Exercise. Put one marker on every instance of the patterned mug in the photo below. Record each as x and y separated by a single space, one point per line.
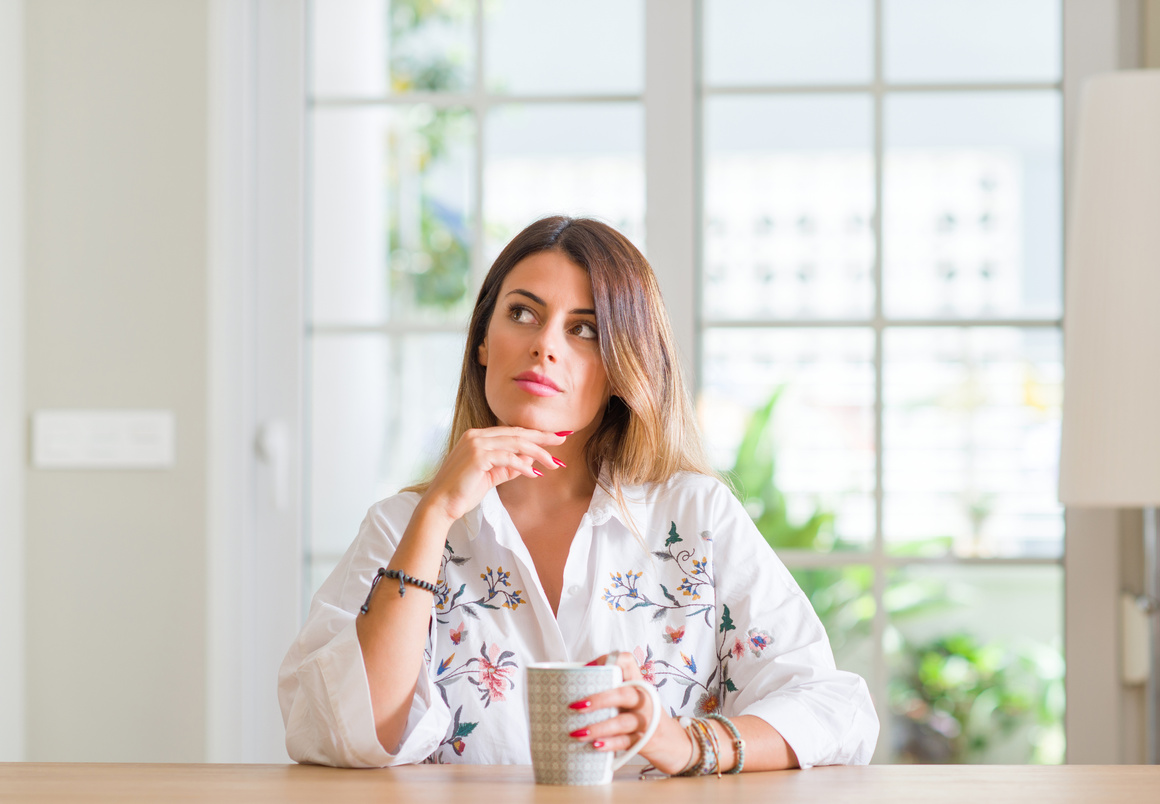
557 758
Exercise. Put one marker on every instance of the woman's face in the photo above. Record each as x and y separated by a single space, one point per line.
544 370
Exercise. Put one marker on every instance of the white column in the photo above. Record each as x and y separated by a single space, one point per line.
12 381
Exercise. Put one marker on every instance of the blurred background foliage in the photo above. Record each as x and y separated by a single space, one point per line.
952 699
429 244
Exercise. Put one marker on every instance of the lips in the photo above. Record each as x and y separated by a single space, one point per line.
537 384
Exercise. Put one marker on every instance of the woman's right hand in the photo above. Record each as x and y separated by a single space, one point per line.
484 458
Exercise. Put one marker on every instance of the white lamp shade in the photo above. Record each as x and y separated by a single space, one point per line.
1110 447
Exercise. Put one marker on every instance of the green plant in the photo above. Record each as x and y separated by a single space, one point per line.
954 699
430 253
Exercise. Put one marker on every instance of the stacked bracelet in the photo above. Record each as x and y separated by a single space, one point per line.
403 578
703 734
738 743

--

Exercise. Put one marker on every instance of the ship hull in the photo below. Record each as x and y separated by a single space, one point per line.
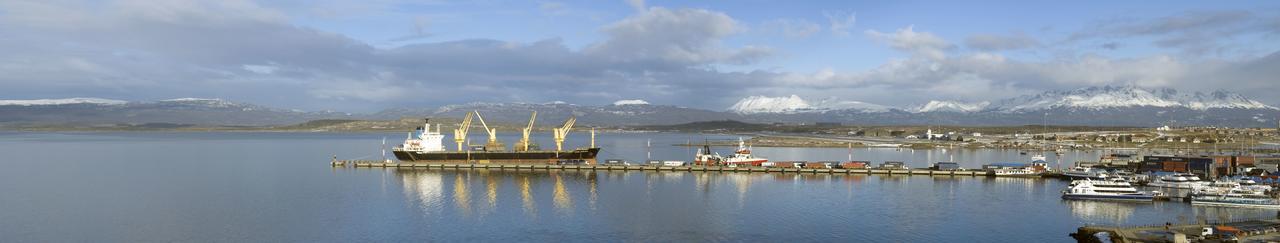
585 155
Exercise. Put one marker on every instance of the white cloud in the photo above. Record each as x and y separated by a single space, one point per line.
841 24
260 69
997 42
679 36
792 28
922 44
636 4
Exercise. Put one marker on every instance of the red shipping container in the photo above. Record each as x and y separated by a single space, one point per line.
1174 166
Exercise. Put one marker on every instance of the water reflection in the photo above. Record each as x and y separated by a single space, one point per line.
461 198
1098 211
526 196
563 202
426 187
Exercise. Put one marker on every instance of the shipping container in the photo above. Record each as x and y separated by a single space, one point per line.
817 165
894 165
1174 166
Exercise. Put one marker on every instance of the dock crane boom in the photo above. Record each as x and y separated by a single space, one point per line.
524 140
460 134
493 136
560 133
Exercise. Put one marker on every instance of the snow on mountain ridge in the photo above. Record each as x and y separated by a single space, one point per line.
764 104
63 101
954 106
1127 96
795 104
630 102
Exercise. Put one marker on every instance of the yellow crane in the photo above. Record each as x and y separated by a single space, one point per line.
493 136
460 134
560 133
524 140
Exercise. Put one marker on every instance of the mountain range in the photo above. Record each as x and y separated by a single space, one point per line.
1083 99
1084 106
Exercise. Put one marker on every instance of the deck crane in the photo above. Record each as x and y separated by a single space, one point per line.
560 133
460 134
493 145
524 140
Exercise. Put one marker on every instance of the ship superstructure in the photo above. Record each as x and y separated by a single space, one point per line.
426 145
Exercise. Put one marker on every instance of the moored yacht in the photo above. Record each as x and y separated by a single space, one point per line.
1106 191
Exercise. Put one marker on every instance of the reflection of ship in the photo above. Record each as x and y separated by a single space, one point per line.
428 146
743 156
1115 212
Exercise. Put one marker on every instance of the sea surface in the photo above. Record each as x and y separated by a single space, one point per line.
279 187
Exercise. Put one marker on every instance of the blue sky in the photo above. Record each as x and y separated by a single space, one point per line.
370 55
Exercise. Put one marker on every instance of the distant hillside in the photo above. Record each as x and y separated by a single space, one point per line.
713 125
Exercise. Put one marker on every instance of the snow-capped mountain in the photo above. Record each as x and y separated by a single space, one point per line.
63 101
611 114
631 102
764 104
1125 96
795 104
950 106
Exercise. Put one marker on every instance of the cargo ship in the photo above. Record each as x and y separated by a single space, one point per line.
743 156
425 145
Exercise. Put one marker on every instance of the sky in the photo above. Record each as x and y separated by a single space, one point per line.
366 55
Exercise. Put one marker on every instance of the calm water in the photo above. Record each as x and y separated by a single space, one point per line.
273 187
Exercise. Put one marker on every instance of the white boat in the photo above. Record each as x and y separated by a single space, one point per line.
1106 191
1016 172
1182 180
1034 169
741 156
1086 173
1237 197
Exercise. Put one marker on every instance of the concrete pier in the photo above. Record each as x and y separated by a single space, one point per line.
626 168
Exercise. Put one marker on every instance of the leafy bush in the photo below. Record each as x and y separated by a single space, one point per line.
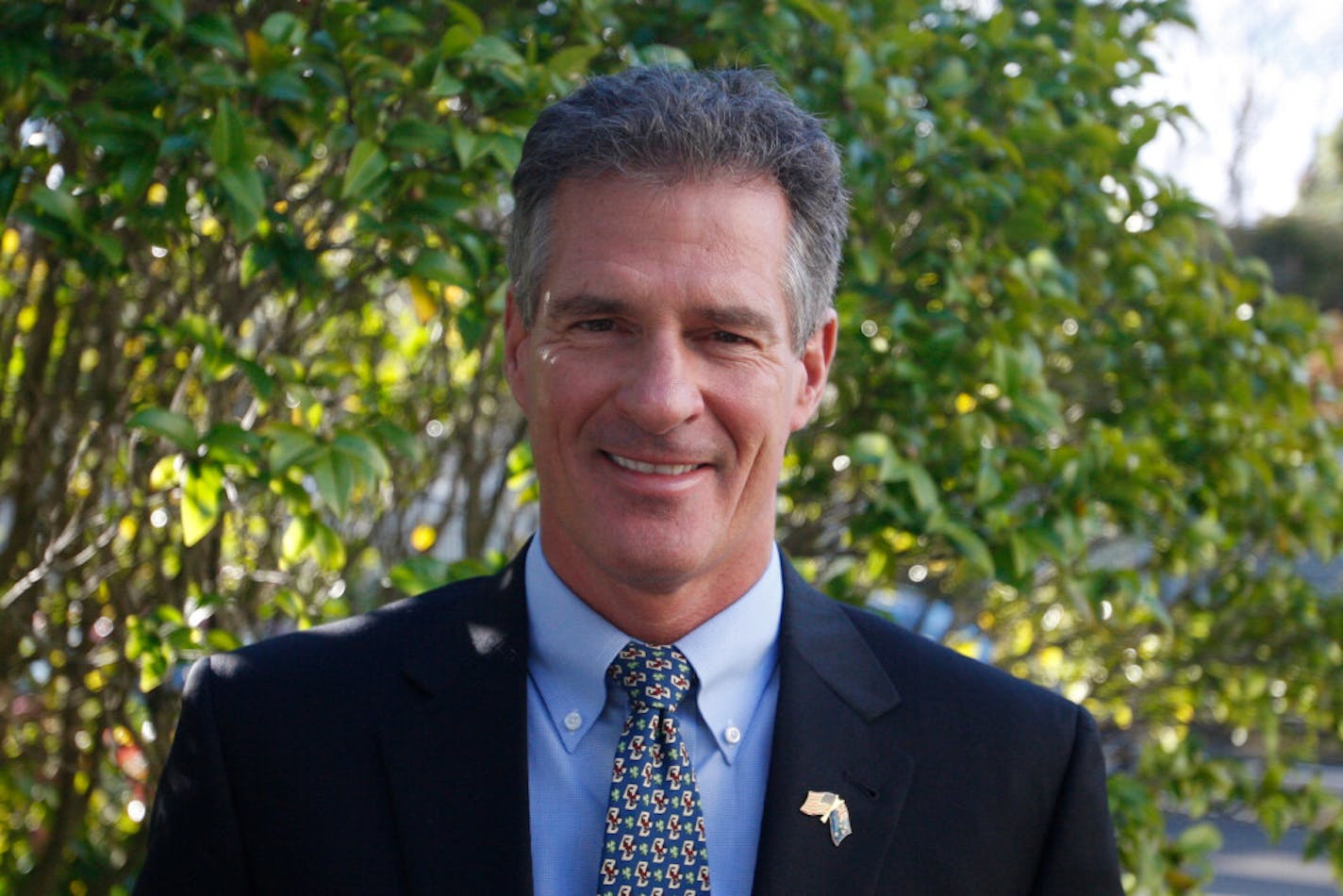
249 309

- What to produce: Pull out every line of the entries above that contains the string "shipping", where case counts, and copy each line in full.

- Problem solution:
Exercise. Put one marker on every instance of the red shipping container in the photo above. Record each as x and y separated by a single space, one point per line.
Exercise. Put one marker on every instance of the shipping container in the photo above. Record each as x and y separated by a single space, one point per line.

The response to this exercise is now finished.